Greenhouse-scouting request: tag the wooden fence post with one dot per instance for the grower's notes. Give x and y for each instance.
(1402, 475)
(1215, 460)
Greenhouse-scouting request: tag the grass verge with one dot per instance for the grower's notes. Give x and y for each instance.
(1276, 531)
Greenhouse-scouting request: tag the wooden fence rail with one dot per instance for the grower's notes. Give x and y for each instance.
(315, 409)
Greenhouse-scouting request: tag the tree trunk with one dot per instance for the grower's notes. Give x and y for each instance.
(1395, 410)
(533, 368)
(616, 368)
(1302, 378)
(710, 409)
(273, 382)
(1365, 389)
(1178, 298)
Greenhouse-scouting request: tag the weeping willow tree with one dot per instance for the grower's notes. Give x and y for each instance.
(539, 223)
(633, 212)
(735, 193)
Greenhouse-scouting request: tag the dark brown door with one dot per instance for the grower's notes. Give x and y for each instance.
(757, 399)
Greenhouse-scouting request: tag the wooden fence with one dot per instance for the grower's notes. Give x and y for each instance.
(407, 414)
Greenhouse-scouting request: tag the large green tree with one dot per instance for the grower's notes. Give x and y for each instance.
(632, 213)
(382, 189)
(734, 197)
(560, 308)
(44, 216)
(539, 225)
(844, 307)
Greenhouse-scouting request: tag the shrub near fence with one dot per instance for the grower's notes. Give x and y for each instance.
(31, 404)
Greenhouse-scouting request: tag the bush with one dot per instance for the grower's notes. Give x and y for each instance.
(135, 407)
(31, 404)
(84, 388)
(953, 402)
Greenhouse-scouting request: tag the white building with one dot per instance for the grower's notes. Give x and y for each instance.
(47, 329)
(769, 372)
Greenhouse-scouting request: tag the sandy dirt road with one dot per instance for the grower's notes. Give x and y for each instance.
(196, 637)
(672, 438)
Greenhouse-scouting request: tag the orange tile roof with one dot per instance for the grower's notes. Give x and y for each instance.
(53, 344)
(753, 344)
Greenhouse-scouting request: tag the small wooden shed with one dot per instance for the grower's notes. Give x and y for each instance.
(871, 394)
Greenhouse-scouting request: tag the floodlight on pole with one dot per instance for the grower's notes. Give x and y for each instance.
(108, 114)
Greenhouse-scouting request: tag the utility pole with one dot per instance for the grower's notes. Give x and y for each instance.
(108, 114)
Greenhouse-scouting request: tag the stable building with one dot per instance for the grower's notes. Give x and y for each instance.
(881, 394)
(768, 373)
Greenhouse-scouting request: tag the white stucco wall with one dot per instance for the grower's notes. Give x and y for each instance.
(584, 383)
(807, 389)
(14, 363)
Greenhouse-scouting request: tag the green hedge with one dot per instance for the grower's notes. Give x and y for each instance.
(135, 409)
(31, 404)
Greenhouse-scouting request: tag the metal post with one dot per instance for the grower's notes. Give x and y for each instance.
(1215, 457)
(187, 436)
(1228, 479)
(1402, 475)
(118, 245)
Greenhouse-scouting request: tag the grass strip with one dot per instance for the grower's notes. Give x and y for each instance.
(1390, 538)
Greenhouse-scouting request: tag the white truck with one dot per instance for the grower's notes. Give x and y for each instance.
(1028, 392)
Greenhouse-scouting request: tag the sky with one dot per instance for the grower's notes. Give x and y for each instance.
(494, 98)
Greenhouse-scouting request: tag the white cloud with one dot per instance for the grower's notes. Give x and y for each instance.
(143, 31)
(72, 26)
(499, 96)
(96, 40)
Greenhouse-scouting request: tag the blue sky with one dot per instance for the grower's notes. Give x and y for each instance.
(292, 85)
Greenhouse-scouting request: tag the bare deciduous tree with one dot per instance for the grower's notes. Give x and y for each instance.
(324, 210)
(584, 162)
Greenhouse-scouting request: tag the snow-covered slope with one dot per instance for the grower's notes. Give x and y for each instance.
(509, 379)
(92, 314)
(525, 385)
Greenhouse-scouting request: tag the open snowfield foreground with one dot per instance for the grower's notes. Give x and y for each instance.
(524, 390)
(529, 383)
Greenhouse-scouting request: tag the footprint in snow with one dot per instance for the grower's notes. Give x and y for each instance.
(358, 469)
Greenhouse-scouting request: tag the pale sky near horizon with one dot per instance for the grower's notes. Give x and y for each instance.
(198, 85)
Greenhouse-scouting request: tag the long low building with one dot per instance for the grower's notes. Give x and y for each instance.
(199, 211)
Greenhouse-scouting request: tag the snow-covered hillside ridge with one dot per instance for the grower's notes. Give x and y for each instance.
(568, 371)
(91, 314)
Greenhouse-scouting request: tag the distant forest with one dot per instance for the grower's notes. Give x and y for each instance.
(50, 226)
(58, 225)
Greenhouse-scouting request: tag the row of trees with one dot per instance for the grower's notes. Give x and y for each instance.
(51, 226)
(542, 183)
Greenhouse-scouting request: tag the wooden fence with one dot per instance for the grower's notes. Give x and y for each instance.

★ ★ ★

* _TO DO_:
Please quote nothing but the lines from the line with "Greenhouse-scouting request: tag the snow-covered slope" through the end of the data above, exactly as written, ends included.

* _CORRECT ANSWER_:
Greenhouse-scouting request: tag the snow-covered slope with one dot per instance for the grower's notes. Give x and y for each instance.
(509, 379)
(92, 314)
(525, 385)
Greenhouse-scouting request: tag the open snowfield foreground with one dot per instance for the grower's notes. Give x and y for each instance.
(524, 390)
(529, 383)
Greenhouse-scouting request: tag the footprint in snow with one dot per instance for the grower's notes. Give x and y for each instance.
(358, 469)
Greenhouse-scouting request: tag the pale sky near horizon with one dot per instance for the grower's notes. Give x and y for each instance.
(198, 85)
Greenhouse-scouting request: tag the long low building with one dot per instance for the grower's notes. Give x and y for each instance.
(199, 211)
Greenhouse-scouting request: tag the snow-covered hillside ridge with one dot per instance for the grower's notes. Give x and y for each instance.
(568, 371)
(91, 314)
Greenhouse-scouting request: tag the distant forest with one dot per instance for the grower's notes. Give x and y for each instance.
(50, 226)
(58, 225)
Greenhouse-scouting request: tag the row of trees with one dot per instance for the grower's notes. Give x and y for each instance.
(51, 226)
(542, 183)
Greenhouse-scouting request: tag the wooden fence with one dot per instance for the grower's notes. Give x and y for each instance.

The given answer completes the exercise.